**Problem requirements:**
Return the records below line for line, with no changes, and leave the pictures out.

**Records shown:**
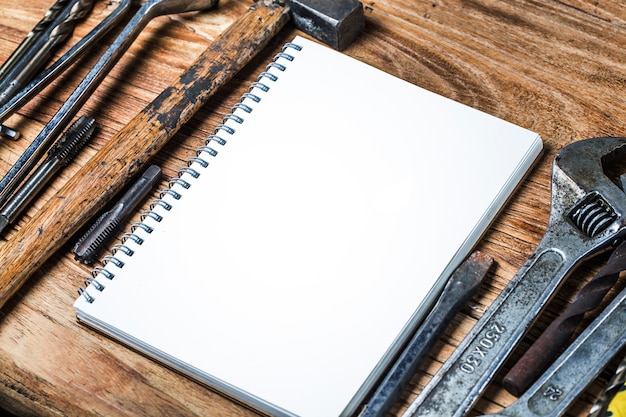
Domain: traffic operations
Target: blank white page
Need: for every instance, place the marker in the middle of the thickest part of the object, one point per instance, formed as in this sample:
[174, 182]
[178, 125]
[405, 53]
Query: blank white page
[317, 238]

**Final result:**
Domain: traffic operations
Target: blank white page
Need: for every instance, place the marker in the middle of the thickest part of the object, one point per instance, formed as in this sample:
[174, 182]
[178, 125]
[405, 53]
Query: blank white page
[317, 238]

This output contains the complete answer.